#### Your instructions
Lines to return, exactly: from the line with "locate parasol made" to the line with "locate window frame" in the entries below, both included.

Phrase grounding data:
________________________________________
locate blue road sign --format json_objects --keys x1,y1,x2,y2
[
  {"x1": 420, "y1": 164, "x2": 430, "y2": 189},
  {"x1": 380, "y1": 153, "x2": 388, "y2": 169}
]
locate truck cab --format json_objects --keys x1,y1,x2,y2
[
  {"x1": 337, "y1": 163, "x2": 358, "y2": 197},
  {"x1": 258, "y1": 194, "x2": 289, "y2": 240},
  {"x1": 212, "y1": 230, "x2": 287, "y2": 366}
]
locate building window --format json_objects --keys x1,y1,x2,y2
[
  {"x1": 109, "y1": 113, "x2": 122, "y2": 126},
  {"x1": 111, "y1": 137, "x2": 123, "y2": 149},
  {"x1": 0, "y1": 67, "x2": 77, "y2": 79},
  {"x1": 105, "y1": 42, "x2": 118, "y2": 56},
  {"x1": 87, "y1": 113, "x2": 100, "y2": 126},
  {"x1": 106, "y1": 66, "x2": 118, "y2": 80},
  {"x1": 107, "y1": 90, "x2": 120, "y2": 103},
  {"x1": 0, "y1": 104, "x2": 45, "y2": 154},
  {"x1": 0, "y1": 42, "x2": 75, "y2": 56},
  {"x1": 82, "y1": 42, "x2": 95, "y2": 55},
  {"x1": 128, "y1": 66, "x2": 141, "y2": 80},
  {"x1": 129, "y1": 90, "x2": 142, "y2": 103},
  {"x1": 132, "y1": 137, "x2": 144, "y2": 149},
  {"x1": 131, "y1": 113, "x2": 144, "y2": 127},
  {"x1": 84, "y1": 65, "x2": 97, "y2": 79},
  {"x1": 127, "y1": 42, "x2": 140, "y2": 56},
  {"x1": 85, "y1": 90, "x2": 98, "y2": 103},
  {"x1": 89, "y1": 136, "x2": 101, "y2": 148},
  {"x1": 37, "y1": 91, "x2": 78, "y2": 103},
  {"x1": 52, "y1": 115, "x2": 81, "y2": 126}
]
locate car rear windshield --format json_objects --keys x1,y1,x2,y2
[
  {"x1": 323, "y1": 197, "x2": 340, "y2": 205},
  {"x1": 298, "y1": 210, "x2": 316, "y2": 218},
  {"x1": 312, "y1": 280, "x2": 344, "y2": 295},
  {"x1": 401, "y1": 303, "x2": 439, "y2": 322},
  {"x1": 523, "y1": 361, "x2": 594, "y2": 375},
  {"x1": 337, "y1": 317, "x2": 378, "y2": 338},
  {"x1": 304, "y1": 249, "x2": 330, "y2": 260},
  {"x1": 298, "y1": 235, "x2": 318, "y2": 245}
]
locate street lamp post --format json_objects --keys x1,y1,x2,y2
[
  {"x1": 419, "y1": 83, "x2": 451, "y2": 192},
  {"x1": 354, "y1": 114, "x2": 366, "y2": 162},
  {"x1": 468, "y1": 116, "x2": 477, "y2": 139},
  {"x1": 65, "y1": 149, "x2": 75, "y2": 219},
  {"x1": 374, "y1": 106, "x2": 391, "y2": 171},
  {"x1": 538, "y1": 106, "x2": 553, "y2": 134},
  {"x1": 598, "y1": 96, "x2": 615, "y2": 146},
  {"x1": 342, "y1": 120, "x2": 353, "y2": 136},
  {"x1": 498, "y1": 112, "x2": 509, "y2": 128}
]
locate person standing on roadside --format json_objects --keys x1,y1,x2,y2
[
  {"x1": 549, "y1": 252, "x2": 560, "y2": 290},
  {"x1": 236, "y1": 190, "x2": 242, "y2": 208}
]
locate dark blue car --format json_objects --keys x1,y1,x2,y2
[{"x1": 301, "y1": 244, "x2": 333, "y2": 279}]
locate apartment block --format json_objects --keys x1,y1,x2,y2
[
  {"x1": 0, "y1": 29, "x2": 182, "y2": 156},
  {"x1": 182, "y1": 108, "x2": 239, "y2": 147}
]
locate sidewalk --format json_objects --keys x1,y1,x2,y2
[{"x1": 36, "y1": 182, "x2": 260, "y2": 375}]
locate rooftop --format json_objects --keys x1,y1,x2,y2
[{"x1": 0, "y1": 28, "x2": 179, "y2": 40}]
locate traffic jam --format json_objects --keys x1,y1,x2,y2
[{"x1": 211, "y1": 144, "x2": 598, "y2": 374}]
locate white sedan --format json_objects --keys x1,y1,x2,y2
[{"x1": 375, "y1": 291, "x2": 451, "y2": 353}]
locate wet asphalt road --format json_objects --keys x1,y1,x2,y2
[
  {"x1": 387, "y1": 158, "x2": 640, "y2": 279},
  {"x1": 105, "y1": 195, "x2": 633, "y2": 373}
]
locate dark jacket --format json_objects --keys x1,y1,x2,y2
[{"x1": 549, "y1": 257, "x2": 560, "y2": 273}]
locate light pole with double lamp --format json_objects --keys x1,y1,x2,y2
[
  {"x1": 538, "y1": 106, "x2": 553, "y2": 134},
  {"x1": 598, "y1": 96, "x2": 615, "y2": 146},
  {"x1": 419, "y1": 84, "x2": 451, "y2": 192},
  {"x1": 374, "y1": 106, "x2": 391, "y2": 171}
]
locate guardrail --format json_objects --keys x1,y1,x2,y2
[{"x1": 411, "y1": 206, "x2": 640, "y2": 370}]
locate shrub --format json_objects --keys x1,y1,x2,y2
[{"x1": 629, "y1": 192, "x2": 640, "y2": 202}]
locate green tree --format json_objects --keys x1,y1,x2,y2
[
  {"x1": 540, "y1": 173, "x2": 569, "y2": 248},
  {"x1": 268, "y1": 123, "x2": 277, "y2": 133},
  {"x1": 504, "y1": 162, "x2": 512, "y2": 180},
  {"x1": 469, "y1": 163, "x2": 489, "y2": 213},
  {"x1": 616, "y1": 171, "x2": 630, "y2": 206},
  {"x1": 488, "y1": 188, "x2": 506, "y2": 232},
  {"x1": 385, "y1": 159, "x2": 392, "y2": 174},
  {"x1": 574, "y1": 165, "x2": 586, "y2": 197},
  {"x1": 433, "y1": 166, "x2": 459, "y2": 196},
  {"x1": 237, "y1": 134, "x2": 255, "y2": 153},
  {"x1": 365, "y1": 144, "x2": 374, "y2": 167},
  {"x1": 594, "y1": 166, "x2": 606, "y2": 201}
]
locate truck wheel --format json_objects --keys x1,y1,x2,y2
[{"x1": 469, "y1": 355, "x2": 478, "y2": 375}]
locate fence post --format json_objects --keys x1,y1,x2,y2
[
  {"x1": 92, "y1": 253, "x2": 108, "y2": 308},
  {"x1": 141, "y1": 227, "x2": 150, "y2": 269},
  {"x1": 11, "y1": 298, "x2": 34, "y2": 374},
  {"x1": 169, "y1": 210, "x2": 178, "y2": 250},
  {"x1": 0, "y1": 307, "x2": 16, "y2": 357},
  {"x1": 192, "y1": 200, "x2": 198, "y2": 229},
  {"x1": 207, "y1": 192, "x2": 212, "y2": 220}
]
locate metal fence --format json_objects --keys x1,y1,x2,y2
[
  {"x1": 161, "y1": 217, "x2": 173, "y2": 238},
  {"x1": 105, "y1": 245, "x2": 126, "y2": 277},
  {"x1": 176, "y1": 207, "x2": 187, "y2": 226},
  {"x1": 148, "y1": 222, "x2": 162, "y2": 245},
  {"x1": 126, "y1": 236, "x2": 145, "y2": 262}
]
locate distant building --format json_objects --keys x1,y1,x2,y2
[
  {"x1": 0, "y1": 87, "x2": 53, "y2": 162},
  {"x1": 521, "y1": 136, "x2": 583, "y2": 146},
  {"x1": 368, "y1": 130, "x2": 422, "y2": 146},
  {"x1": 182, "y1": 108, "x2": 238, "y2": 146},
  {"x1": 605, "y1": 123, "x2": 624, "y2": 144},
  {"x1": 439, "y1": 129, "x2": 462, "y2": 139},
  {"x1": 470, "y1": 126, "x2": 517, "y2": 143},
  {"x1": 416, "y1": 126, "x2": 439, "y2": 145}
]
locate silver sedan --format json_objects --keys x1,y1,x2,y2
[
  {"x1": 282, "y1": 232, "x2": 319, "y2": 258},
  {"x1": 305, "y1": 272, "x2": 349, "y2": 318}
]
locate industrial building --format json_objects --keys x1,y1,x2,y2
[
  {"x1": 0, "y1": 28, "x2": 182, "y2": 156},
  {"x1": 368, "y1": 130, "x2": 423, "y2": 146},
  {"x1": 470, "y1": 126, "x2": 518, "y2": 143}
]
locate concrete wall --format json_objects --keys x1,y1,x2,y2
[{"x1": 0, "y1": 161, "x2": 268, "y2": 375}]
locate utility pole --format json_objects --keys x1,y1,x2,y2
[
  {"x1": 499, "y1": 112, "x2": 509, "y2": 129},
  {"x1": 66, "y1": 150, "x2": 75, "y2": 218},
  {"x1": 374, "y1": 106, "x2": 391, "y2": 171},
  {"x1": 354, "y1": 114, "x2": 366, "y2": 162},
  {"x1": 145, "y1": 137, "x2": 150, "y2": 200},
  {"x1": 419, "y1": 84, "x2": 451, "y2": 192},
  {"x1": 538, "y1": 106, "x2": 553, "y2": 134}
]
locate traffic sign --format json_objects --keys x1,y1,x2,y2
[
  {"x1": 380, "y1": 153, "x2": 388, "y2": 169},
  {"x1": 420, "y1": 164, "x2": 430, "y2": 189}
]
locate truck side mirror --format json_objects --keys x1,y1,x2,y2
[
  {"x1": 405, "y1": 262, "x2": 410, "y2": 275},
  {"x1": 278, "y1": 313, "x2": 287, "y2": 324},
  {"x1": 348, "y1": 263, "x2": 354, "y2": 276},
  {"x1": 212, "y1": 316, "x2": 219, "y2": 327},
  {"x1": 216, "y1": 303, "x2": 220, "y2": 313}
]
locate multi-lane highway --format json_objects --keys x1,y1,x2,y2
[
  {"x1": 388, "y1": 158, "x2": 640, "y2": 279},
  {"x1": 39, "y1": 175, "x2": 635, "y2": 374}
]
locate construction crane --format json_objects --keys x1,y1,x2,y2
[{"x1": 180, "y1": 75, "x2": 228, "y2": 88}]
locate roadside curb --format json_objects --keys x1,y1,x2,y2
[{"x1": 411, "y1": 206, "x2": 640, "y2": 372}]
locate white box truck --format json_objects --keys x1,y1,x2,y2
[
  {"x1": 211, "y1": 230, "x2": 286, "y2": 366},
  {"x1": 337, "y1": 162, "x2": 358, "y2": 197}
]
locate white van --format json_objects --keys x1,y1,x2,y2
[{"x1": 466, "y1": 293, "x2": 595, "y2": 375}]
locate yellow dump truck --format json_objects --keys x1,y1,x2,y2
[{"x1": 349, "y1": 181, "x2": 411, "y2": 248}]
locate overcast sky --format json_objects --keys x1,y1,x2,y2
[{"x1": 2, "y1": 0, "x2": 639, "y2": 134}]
________________________________________
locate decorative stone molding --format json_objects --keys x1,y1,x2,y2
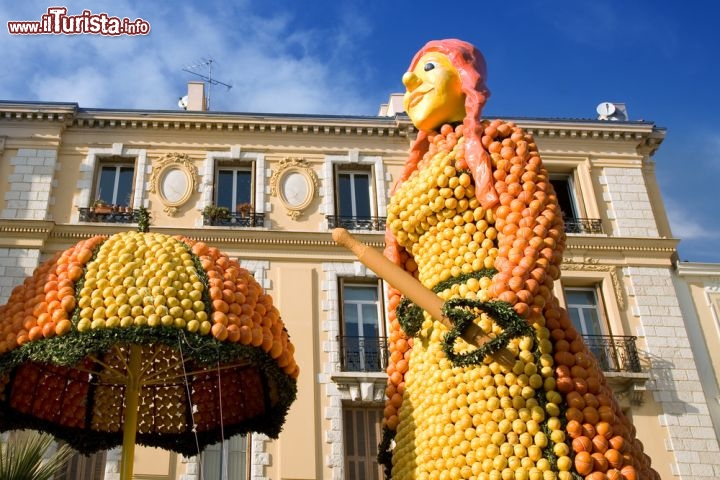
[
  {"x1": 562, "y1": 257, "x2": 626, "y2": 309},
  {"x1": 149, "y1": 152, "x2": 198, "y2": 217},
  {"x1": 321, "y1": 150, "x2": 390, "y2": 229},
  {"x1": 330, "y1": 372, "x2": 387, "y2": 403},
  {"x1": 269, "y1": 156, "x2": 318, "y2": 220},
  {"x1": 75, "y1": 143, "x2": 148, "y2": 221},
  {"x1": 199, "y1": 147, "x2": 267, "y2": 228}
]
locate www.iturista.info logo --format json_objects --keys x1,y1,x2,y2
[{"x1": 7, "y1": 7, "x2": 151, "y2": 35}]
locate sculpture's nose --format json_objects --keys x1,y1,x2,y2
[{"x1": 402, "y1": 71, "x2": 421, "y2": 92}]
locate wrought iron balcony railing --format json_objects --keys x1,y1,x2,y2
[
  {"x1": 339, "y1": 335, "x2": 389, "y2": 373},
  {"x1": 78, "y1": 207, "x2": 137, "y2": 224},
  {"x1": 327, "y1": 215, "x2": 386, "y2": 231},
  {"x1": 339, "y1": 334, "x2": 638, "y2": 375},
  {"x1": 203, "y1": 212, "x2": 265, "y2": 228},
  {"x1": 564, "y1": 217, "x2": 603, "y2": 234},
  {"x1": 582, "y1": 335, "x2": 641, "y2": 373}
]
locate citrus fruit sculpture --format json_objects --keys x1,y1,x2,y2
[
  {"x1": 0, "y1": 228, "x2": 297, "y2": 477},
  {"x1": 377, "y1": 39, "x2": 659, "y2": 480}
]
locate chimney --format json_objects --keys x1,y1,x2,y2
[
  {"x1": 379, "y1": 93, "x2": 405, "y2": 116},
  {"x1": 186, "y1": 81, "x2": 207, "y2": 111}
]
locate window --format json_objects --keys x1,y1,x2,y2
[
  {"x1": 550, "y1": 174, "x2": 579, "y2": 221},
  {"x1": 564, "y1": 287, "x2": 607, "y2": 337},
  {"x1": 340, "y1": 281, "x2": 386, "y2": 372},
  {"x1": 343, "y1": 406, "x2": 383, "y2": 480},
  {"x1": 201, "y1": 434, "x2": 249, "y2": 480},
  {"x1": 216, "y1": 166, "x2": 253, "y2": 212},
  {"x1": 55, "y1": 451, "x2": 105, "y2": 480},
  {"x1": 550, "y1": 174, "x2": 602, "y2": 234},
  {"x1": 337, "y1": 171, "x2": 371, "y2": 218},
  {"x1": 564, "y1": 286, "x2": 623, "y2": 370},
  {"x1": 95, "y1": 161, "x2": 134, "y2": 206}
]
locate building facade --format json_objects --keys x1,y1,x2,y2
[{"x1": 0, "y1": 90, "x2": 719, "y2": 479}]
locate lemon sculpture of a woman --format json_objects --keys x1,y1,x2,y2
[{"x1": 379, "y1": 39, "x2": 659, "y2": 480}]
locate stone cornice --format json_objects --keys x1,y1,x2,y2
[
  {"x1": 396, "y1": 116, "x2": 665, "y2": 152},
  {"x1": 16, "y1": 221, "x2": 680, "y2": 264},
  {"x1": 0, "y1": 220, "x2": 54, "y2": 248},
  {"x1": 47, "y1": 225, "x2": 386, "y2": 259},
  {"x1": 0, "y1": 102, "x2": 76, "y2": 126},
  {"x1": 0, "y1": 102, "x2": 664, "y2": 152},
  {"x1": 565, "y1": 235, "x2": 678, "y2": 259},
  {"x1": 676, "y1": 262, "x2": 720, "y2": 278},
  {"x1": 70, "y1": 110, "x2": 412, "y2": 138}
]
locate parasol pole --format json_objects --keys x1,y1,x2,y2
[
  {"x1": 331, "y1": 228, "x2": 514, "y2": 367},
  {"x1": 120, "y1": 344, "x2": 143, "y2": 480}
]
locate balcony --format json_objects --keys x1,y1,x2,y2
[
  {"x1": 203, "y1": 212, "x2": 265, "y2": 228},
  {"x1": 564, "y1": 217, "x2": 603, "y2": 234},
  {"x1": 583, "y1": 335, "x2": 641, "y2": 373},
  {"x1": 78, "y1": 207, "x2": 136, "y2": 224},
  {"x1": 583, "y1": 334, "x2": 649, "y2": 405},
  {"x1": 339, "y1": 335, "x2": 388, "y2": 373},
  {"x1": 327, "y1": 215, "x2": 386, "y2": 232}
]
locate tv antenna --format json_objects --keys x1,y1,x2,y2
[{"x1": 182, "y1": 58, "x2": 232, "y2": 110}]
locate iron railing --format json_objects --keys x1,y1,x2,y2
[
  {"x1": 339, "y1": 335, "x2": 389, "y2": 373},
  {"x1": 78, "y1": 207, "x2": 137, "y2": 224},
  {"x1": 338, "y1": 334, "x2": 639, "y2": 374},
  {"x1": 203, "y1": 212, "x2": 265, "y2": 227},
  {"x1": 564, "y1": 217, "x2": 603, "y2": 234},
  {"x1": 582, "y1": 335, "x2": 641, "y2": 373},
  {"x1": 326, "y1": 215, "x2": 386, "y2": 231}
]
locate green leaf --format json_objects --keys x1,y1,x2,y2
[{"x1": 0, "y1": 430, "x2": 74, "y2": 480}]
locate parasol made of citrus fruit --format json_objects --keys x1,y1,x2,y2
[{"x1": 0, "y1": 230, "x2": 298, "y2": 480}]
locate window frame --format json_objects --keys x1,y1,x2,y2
________________________________________
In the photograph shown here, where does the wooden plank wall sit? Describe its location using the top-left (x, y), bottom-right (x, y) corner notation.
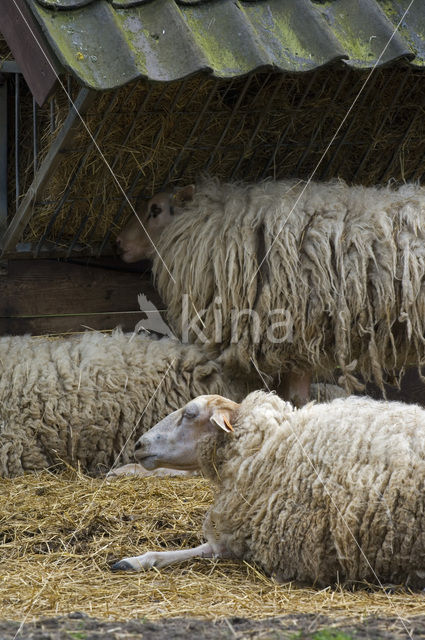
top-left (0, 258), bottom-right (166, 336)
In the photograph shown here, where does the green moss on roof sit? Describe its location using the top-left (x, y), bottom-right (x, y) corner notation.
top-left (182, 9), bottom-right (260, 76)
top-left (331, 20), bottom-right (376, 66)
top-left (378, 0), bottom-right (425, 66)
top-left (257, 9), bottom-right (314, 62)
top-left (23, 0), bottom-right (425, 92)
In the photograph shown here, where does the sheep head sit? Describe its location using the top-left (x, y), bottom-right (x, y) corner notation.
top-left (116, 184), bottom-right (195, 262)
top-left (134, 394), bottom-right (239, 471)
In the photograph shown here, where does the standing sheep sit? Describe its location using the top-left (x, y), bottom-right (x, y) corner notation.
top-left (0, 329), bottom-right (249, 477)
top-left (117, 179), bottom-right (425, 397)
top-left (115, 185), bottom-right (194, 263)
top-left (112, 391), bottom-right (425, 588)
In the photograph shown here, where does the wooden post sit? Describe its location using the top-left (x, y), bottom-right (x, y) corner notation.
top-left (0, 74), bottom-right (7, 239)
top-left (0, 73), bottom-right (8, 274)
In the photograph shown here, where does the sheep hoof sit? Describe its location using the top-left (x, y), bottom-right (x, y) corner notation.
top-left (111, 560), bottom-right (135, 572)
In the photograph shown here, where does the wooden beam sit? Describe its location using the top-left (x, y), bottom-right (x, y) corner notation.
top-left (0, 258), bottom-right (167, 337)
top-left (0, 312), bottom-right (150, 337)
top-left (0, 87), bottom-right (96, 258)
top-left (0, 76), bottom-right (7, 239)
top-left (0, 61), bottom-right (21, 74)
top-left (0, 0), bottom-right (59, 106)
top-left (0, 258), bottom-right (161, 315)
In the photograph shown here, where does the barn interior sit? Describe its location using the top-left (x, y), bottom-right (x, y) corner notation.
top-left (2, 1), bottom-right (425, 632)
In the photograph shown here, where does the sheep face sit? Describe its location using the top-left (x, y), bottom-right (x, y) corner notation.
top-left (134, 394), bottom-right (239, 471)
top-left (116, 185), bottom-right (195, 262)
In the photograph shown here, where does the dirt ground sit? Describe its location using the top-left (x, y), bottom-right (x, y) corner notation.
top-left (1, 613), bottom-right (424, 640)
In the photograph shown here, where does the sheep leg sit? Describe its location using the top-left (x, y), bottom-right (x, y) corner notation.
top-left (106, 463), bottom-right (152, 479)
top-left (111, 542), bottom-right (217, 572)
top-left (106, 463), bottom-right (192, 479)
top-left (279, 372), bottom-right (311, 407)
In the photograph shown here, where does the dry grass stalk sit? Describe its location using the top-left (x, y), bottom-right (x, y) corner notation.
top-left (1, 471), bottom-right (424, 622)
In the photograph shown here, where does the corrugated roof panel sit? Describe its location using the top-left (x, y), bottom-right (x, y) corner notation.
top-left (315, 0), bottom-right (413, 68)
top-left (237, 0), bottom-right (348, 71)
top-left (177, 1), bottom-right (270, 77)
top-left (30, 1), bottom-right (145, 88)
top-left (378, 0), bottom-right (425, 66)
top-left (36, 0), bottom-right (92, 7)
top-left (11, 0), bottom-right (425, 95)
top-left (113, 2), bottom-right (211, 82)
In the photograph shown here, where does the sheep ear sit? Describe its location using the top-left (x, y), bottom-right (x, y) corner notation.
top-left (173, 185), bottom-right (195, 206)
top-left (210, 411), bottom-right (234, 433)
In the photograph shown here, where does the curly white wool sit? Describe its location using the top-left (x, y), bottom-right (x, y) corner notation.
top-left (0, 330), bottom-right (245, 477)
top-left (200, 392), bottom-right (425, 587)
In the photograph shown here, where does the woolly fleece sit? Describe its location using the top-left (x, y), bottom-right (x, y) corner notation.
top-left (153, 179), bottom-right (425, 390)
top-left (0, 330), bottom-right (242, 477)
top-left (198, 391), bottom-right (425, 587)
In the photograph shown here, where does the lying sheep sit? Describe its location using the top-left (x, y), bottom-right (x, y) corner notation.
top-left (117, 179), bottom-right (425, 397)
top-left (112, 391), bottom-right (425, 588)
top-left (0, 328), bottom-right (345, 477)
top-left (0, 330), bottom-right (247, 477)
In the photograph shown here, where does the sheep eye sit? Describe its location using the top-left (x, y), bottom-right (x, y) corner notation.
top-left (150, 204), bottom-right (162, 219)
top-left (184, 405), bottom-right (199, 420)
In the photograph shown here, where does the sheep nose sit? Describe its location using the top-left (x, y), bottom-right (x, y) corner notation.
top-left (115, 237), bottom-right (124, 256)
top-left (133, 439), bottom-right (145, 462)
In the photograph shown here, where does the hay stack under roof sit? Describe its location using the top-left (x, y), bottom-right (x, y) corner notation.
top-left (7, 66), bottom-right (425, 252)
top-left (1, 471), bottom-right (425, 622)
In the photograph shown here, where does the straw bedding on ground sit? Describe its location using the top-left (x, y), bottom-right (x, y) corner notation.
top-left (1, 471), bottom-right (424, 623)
________________________________________
#### Solution for this problem
locate parasol made of citrus fruit --format json_objects --keys x1,y1,x2,y2
[{"x1": 0, "y1": 230, "x2": 298, "y2": 480}]
locate window frame --format json_objects --keys x1,y1,x2,y2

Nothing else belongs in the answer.